Supplied entries
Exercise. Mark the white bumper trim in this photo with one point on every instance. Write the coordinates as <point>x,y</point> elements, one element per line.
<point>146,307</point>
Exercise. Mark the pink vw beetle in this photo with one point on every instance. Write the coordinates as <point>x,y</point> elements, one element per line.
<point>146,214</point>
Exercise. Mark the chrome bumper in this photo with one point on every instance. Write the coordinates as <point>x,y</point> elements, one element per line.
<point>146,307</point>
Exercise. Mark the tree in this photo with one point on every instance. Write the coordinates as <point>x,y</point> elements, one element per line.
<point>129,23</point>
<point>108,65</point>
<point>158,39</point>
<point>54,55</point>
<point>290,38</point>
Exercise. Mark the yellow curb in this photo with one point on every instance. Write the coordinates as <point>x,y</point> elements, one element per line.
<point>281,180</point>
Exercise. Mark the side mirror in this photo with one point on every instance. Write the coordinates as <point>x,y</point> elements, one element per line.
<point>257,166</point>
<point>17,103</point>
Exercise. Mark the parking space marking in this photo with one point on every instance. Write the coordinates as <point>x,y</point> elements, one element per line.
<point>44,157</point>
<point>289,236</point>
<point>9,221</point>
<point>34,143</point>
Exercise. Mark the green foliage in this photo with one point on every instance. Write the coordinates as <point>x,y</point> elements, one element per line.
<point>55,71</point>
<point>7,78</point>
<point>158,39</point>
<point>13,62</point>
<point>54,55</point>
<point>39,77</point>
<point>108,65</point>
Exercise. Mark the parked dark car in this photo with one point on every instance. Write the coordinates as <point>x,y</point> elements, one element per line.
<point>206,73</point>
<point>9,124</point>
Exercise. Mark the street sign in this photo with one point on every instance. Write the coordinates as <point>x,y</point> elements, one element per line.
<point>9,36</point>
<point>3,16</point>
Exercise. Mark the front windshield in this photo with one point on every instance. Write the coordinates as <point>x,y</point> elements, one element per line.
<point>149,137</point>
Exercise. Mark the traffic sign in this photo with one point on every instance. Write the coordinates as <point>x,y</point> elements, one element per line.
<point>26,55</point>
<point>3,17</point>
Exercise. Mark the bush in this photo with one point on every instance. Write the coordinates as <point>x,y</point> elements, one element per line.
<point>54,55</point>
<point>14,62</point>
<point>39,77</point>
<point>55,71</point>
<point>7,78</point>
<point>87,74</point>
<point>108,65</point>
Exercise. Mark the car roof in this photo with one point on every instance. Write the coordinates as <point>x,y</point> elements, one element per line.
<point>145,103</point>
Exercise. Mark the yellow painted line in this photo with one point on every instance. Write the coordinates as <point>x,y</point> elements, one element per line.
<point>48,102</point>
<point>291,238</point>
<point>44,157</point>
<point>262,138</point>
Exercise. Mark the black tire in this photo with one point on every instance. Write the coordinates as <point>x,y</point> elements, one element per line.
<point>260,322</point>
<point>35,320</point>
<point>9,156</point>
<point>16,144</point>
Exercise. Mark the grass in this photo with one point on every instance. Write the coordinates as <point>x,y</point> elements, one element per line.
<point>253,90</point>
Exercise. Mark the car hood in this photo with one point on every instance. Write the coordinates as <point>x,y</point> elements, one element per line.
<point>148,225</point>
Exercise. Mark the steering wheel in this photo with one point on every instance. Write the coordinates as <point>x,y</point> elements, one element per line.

Instructions for the task
Copy the listing word for word, from its very first line down through the line containing "<point>17,103</point>", including that line.

Solution
Exercise. Mark the white bumper trim in this photo with one point on every instance. Write the coordinates as <point>x,y</point> elements, one element per line.
<point>146,307</point>
Exercise. Mark the pink vw beetle in this photo with one point on every instance. Write the coordinates as <point>x,y</point> elements, one element per line.
<point>146,214</point>
Exercise. Mark the chrome bumper in this photo with one point on every instance. Write the coordinates as <point>x,y</point> elements, one element per line.
<point>146,307</point>
Exercise. Mark the tree in this photo with one point on every instance. Write the coordinates as <point>x,y</point> elements, one element per line.
<point>129,23</point>
<point>108,65</point>
<point>158,39</point>
<point>54,55</point>
<point>290,38</point>
Exercise. Mark the yellow curb in this photo with one point on every instance. Write the coordinates as <point>x,y</point> elements, one element per line.
<point>281,180</point>
Exercise. Mark the side mirror in this photo with one point on every instance. Write the coordinates as <point>x,y</point> elements, one element per line.
<point>257,166</point>
<point>17,103</point>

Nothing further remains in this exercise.